Directions for this task:
Pick up the reflection on success and self-control in the Bible below and continue it from its last sentence.

Page excerpt:
■ ■ ■ ■ ■
As I have gone through life, I often think about what makes one person a success and another person may not be successful. First, my definition of success is becoming the person God intends for you to be and being a good steward of what God has given you. With that said are there characteristics that one person has and another does not have that makes them a success? Are there principles for success in the Bible, and if there are principles for success in the Bible are they written for a select few OR are they written for anyone to read and apply? Would this not be where the last part of Matthew 5:5, “they shall inherit the earth,” could be applied? Especially considering my definition of success as stated above.
To me, the ability to exercise self-control is a major component of being successful.
And to give further support to the importance of self-discipline to our lives, it is one of the benefits of the fruit of the Spirit as stated in Galatians 5:22-23 KJV, “But the fruit of the Spirit is love, joy, peace, long-suffering, gentleness, goodness, faith, meekness, temperance (or self-control); against such there is no law.”
■ ■ ■ ■ ■
Data extract:
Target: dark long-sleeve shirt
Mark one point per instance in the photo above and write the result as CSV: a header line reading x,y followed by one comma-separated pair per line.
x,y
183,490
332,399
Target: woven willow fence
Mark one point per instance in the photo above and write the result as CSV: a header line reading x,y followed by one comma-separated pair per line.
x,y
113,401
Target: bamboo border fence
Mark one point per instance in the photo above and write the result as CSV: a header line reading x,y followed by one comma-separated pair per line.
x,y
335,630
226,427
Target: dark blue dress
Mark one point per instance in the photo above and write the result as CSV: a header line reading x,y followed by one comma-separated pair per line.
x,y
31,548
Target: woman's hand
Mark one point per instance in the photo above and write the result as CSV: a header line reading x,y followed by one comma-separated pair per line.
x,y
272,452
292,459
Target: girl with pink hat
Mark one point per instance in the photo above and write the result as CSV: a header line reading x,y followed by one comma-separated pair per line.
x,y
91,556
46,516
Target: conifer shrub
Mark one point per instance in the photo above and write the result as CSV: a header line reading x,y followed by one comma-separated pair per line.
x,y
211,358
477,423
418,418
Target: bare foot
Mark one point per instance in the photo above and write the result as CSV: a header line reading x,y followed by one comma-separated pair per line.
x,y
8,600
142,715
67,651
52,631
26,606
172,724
■ ■ ■ ■ ■
Final answer:
A little sacrifice (self-discipline) today is much better than a lot of regret tomorrow. This actually means we have two choices when it comes to self-discipline. We can choose to discipline ourselves and have the pain of sacrifice and growth for a short period of time. Or we can choose to give in to short-term pleasure and suffer the pain of regret later, as well as the related consequences. Each of us must choose which path we will follow and we will reap the rewards or suffer the consequences according to our decisions.
But you have read in the Bible, you are supposed to be humble. Is this a conflict with becoming a success? I am not worthy of success? Is being humble, in this case, an excuse and not a reason? We all prefer to be around humble people instead of boastful or arrogant people, but I really don’t think that is the situation here. It is not a choice of humility or arrogance.
Can you be humble and successful at the same time? Which is the better steward of what God has given you? Remember my definition of success—becoming the person God wants you to be AND being a good steward of what God has given you? By making the most of your abilities, gifts, and opportunities or not trying to, using humility as an excuse? Would God give us assignments or opportunities and then say “You must be humble, don’t do it?”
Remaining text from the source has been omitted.